• _WHAT THE TASK ASKS_
Reproduce each of the items below word for word, leaving out the pictures.

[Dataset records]
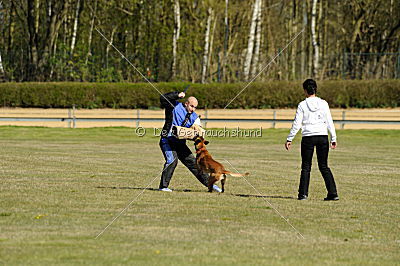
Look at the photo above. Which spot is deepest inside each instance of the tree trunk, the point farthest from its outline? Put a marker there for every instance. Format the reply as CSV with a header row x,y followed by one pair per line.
x,y
256,55
33,41
226,39
177,29
314,39
57,17
211,44
250,43
303,44
37,15
1,69
294,45
109,44
92,14
206,46
75,29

• _SOLUTION FOR THIS PROBLEM_
Look at the photo above. Which spot is deepest inside each instance of the tree trunk, the point farthest from its outline? Put a marker there for every instance. Format the reply as CSV with a header row x,y followed by one pair per line.
x,y
256,55
33,41
226,39
177,29
314,39
57,17
211,44
250,43
303,44
37,15
1,69
294,45
109,44
92,14
206,46
75,29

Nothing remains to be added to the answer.